Start of Input data
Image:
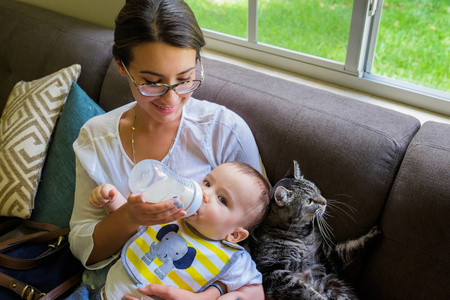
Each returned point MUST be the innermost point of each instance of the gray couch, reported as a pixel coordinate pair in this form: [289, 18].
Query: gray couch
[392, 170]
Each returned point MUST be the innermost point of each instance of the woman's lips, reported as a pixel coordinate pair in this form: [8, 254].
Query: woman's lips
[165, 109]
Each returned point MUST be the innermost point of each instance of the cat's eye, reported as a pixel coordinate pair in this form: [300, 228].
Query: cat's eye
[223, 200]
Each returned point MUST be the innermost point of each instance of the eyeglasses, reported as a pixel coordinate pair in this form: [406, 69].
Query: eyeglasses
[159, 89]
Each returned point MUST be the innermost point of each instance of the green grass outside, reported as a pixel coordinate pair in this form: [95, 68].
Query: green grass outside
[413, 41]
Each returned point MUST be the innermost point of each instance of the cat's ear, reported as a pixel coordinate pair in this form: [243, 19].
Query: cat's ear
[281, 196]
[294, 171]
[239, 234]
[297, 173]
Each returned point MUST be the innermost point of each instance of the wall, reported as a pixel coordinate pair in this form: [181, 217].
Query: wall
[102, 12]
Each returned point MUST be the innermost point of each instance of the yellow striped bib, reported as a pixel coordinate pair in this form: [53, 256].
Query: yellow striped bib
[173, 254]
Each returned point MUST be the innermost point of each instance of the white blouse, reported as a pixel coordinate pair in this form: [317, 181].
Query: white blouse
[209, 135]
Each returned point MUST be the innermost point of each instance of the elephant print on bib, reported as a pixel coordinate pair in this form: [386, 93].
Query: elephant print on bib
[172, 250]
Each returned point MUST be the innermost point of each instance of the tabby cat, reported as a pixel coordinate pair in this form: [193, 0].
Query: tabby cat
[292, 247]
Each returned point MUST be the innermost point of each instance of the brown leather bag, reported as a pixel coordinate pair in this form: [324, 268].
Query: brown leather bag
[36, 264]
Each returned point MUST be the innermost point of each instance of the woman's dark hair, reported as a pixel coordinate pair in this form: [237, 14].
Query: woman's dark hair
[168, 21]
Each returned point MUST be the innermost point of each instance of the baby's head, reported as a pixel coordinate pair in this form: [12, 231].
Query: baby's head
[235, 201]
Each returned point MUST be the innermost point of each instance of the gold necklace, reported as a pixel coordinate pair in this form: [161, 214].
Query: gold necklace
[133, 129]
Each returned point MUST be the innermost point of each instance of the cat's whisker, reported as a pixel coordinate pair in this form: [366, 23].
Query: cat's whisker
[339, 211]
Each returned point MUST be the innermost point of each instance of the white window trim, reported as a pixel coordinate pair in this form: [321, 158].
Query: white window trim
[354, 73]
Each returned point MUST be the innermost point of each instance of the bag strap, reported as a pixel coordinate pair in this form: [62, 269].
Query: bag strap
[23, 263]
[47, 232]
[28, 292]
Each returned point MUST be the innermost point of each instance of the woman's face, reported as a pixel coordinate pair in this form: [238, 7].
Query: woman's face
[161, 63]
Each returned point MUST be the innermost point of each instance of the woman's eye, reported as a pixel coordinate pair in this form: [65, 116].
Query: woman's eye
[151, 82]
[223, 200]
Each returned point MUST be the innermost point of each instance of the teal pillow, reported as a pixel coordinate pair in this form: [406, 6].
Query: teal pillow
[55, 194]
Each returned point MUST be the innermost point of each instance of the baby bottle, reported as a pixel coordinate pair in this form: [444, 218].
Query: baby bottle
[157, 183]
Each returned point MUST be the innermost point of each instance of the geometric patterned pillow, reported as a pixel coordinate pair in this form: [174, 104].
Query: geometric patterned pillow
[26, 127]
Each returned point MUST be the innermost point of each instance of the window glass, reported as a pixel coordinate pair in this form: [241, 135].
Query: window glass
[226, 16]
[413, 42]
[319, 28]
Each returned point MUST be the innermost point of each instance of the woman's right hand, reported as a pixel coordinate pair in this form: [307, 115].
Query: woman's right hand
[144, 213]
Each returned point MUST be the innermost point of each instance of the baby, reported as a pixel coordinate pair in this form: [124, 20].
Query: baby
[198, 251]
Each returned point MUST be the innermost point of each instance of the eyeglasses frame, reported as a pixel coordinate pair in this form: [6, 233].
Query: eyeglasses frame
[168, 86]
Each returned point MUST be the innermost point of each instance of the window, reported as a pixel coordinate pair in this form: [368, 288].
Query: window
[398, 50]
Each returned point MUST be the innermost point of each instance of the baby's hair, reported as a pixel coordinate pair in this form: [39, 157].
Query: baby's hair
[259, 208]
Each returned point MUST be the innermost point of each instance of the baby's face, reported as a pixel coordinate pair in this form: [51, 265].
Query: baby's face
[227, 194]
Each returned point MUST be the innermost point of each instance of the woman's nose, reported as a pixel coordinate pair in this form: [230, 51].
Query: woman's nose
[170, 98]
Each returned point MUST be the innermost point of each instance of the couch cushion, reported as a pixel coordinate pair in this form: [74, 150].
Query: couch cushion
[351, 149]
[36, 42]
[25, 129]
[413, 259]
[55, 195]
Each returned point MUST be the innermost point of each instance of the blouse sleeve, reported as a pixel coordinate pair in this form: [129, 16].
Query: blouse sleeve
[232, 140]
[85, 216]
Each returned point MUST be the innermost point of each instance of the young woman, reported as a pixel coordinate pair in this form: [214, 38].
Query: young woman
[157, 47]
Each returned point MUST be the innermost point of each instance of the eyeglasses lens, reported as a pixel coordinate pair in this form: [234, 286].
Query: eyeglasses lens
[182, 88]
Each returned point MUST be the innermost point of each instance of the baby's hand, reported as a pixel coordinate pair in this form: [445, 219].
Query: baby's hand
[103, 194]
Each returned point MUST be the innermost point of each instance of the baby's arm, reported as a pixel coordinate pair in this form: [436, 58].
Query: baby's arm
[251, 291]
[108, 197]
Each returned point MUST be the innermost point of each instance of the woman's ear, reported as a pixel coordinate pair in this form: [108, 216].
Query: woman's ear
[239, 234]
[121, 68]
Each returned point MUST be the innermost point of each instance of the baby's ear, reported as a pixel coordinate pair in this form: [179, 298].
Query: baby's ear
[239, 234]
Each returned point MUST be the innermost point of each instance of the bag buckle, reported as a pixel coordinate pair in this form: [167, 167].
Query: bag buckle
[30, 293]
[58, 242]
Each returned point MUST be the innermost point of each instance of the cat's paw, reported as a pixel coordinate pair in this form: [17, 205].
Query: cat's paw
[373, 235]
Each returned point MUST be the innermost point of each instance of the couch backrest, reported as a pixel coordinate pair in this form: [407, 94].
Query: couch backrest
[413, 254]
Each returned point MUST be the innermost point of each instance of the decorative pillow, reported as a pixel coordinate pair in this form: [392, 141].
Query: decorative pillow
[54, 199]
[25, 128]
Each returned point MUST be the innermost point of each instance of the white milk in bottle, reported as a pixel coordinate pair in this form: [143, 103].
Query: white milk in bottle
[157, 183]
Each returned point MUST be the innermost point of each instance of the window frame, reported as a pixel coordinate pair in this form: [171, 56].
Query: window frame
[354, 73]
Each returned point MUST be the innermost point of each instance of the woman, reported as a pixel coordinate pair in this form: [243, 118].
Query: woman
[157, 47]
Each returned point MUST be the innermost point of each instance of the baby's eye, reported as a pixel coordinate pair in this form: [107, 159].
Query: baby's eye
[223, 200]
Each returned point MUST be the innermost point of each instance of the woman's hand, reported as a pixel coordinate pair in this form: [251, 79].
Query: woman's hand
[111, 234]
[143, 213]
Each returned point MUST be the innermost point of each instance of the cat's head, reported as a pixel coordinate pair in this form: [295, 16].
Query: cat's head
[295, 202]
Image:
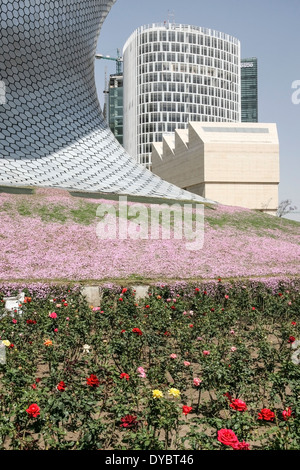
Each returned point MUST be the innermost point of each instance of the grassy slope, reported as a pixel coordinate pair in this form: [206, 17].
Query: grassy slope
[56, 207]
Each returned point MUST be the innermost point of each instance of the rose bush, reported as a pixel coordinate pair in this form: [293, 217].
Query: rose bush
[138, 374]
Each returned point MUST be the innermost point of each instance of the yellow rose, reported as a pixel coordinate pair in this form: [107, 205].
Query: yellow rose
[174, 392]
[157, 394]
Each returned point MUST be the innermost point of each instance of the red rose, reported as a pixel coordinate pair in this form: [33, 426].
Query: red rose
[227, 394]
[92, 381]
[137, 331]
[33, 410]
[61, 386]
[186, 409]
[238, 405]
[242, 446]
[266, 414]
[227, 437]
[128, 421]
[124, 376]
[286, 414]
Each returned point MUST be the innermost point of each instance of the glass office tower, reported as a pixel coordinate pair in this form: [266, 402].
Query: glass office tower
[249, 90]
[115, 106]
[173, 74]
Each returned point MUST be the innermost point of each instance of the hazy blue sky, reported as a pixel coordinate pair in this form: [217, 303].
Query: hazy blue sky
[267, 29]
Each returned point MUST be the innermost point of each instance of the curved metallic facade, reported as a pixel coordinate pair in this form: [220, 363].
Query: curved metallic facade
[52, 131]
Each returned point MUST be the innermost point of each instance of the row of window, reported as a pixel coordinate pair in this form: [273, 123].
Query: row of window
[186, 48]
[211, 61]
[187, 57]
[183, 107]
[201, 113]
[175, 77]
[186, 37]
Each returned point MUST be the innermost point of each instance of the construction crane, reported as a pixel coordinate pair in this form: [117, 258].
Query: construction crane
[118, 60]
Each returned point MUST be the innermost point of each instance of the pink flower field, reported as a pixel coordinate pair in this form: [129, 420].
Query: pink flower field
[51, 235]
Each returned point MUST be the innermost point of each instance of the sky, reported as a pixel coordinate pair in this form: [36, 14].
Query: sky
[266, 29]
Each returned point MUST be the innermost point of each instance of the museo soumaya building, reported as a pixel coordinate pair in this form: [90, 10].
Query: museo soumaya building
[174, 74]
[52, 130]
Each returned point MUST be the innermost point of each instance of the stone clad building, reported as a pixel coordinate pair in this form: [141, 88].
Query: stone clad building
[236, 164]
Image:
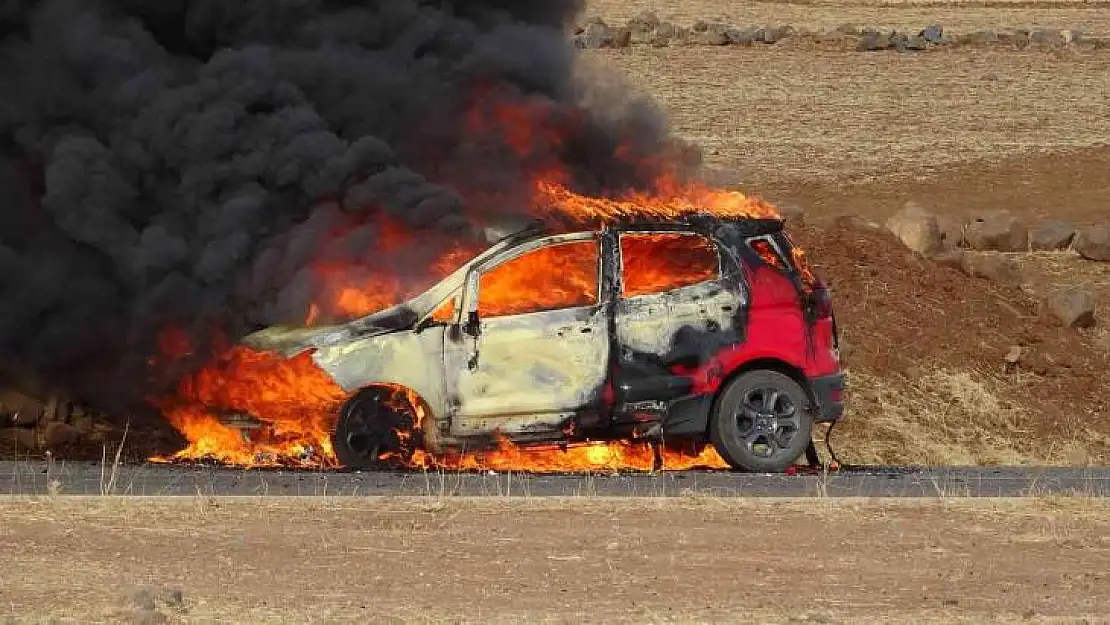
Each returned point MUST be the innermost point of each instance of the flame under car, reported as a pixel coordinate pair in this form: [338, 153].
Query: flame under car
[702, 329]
End of Input data
- [Aim of the task]: Once the line containing "form: [406, 69]." has been copied, stop; everything from the first line of the data up to it must be copied exactly, without pictures.

- [Answer to this problem]:
Image:
Each returned point MUST be the innermost point of each instance of the gray couch, reported as a pixel coordinate pair in this form: [289, 18].
Query: gray couch
[392, 170]
Each returned point MUST be the innermost point of each instance of the woman's lips, reported as a pixel coordinate pair in this form: [8, 254].
Query: woman's lips
[165, 109]
Each returned point MUST be the innermost point of each instance of the cat's eye, reported as a pixel coordinate pair in this form: [300, 228].
Query: cat's eye
[223, 200]
Each returned point MUST be the innermost point of each instance of the eyeglasses, reported as a pixel coordinate pair in this form: [406, 69].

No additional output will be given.